- Task prompt -
Please write out every record below exactly as it stands.

::::::::

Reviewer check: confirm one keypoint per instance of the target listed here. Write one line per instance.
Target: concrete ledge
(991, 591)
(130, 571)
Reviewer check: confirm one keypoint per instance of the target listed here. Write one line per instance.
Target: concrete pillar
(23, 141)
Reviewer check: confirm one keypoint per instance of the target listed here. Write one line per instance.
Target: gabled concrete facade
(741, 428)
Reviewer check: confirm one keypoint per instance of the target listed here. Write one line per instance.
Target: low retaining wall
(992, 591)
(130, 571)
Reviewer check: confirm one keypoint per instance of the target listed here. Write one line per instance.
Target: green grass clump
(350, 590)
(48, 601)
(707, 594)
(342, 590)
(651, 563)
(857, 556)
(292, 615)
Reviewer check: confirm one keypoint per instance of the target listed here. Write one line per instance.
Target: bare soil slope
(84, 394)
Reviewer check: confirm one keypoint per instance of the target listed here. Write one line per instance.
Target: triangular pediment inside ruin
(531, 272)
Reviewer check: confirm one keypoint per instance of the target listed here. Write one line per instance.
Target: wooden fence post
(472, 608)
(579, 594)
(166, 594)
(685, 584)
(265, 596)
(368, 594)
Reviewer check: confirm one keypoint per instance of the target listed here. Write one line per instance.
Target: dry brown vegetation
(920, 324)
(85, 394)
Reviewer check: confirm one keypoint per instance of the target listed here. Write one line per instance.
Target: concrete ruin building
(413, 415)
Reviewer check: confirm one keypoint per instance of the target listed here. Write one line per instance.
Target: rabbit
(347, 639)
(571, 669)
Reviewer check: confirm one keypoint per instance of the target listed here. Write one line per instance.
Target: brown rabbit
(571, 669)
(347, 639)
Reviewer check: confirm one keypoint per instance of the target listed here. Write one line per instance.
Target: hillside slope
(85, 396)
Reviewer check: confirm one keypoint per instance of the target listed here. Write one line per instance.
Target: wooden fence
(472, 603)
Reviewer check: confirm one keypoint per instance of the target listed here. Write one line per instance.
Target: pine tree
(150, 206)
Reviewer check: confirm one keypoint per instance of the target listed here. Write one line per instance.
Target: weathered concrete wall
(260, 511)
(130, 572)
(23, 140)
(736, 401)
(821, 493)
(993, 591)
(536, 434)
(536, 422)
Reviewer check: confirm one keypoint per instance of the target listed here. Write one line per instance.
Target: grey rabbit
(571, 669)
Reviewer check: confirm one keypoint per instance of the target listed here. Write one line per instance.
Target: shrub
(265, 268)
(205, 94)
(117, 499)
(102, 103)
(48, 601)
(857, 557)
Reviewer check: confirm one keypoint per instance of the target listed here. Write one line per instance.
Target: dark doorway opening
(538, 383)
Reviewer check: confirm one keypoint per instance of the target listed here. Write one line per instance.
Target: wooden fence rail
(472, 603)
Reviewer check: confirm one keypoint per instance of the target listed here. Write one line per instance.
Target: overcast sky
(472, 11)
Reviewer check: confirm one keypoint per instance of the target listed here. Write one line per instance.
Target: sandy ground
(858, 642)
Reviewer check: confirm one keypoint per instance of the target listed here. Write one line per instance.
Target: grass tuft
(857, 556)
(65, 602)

::::::::

- Result -
Reviewer check: confirm one keypoint per instance of the target listed here. Write one line per instance.
Target: concrete ledge
(991, 591)
(130, 571)
Reviewer check: confirm one keypoint per instance of the target listed here. Write one line per instance.
Target: concrete pillar
(23, 141)
Reviewer check: confirm one keypoint per instance of the target listed here. Write one line per instance.
Target: gabled concrete facade
(741, 428)
Reviewer check: confirm one keypoint per instance of the target listed here. Write one line per instance.
Target: low retaining wall
(992, 591)
(130, 571)
Reviewer check: confirm one keypoint per instance of the target listed here. Write one line per instance.
Target: green grass clump
(350, 590)
(48, 601)
(707, 594)
(342, 590)
(651, 563)
(857, 556)
(292, 615)
Reviewer check: confirm one keypoint per instance of the target listed here. Write one line per instance.
Target: bare soil slope
(84, 394)
Reviewer check: confirm one keypoint per instance of the target listed here. Write one line per instance.
Target: triangular pediment inside ruin
(531, 272)
Reviewer check: confirm one keypoint per instance of the target listed here. Write one line per instance.
Target: wooden fence post
(472, 608)
(579, 594)
(166, 594)
(685, 584)
(265, 596)
(368, 594)
Reviewer check: confirm one keypoint per instance of the target listed here. Write one line per instance.
Target: dry brown vegetation
(920, 324)
(85, 394)
Reviewer check: confirm one keypoint per instance of the target listed here. Write one line per instance.
Target: concrete ruin building
(413, 415)
Reviewer check: confirm one keypoint per instance of the target listed here. Write one line per instance.
Target: rabbit
(347, 639)
(571, 669)
Reviewer check: confirm one keypoint per instance of the target listed here. Write one line per instance.
Target: brown rabbit
(571, 669)
(347, 639)
Reviewer check: confirm one keypoint per instance of the target listed here. Write one line per instance.
Target: hillside slope
(85, 396)
Reviewer check: confirm one keypoint per instance of the target listed here. Write one line per instance.
Target: wooden fence
(472, 603)
Reviewer check: confirm one keypoint per instance of the target listed here. Write one line per instance.
Target: pine tree
(150, 206)
Reviewer check: confirm one keypoint per instance of the target listed here. Write one line per instance.
Target: weathered concrete wall
(260, 511)
(130, 572)
(23, 140)
(736, 401)
(821, 493)
(993, 591)
(536, 434)
(536, 422)
Reviewer check: confirm one keypoint per instance of the target listed here. Write one line per instance.
Target: grey rabbit
(571, 669)
Reviewer check: confirm one keypoint per instance of the target listed here. Write one line per instance.
Target: shrub
(265, 268)
(205, 94)
(117, 499)
(102, 103)
(48, 601)
(857, 557)
Reviewer check: confirm one keypoint per instance of the target listed here. Write one line per instance.
Target: dark doorway opening
(538, 383)
Reviewer check: confirm one keypoint per instance of the target listed here. Write one line per instance.
Target: wooden fence rail
(472, 603)
Reviewer check: confirm one keypoint per instance of the target listed here. Write one line per instance.
Target: overcast sky
(472, 11)
Reviewer check: confirm one keypoint per instance of the target listed here. Write one line per instance.
Target: sandy ground
(858, 642)
Reviewer check: confirm one keypoint per instance of the target listed here. Write one line per instance.
Target: grass tuft
(857, 556)
(65, 602)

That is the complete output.